• YOUR INSTRUCTIONS:
Format the items below as a two-column CSV with the headers "prompt" and "points", giving one row per item. Put each item's text and its answer into single quoted fields, replacing every line break with a space.

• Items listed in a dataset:
________________________

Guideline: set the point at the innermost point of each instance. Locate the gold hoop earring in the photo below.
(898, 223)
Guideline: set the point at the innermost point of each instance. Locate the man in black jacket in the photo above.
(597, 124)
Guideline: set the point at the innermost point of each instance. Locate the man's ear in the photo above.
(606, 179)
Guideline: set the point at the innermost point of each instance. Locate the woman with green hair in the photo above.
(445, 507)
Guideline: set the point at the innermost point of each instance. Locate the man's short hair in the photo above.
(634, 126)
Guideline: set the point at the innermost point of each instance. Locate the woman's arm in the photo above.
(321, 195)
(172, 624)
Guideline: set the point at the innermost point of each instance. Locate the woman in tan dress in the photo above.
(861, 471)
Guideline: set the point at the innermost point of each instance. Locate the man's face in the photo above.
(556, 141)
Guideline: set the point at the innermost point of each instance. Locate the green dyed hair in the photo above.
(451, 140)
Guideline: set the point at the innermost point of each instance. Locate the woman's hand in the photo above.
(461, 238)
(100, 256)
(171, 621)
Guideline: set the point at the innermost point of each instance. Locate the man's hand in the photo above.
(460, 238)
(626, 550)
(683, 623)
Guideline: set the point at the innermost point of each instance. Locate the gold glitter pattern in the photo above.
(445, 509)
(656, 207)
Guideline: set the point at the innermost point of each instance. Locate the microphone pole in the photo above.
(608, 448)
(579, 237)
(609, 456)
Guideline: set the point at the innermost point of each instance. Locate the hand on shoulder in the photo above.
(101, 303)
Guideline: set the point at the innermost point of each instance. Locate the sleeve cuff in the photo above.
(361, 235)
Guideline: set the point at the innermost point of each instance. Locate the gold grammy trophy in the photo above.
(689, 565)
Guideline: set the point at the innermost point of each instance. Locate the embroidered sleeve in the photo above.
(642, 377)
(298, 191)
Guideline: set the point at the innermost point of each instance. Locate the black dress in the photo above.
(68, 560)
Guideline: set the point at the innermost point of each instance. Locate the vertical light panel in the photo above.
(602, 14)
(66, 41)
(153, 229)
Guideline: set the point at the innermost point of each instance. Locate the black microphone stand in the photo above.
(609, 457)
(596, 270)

________________________

• RESPONSE FOR THIS EXERCISE:
prompt,points
"Guideline: set the point at the innermost point of each instance. Locate the gold hoop earring in the photo below.","(898, 223)"
"Guideline: set the point at the innermost point of each instance. Locate the man in black jacket in the photo above.","(597, 124)"
"Guideline: set the point at the innermost point of each instance. Locate the man's ear in the photo above.","(606, 179)"
"Guideline: set the point at the innermost point of each instance. Locate the woman with green hair in the photo above.","(445, 507)"
"Guideline: set the point at the innermost point of each instance. Locate the man's short hair in the photo above.","(634, 126)"
"Guideline: set the point at the innermost point of each instance. Locate the woman's arm in the photo above.","(321, 195) (172, 624)"
"Guideline: set the point at the innermost point of each instance. Locate the woman in tan dress in the photo above.","(861, 471)"
"Guideline: set the point at the innermost point of each instance. Locate the man's face in the photo above.","(556, 141)"
"Guideline: set the point at the innermost point of each instance. Locate the green dyed hair in the photo above.","(451, 140)"
"Guideline: set the point at the innermost point of each instance. Locate the woman's hand in the photo above.","(461, 238) (100, 256) (171, 621)"
"Guideline: set the point at the innermost point of each instance. Locate the man's hand in the photo above.","(460, 238) (626, 550) (683, 623)"
"Guideline: set the point at the innermost point of each instance. Locate the gold glitter pattern in the photo above.","(445, 509) (656, 207)"
"Guideline: set the point at the innermost point of each instance. Locate the microphone pole in the photo above.","(608, 448) (579, 237) (609, 456)"
"Guideline: set the point at the innermost point of each instance. Locate the hand on shoulder in the photo above.","(101, 303)"
"Guideline: set the point at the innermost point of each instance. Locate the sleeve cuff in the photo above.","(361, 235)"
"Guideline: set the point at the innermost point of each instance. Locate the gold grammy trophy in the photo above.","(689, 565)"
"Guideline: set the point at the innermost point of each instance. Locate the embroidered sleeve in the photo above.","(642, 377) (298, 191)"
"Guideline: set the point at the innermost point of each instance. Locate the black dress in the photo above.","(68, 560)"
"Guideline: set the point at the innermost point of each instance. Locate the vertical light panel in the photo above.","(602, 14) (66, 41) (153, 229)"
"Guideline: set the point at the innermost point of each instance. Locate the black microphone stand in the photo above.","(609, 457) (596, 270)"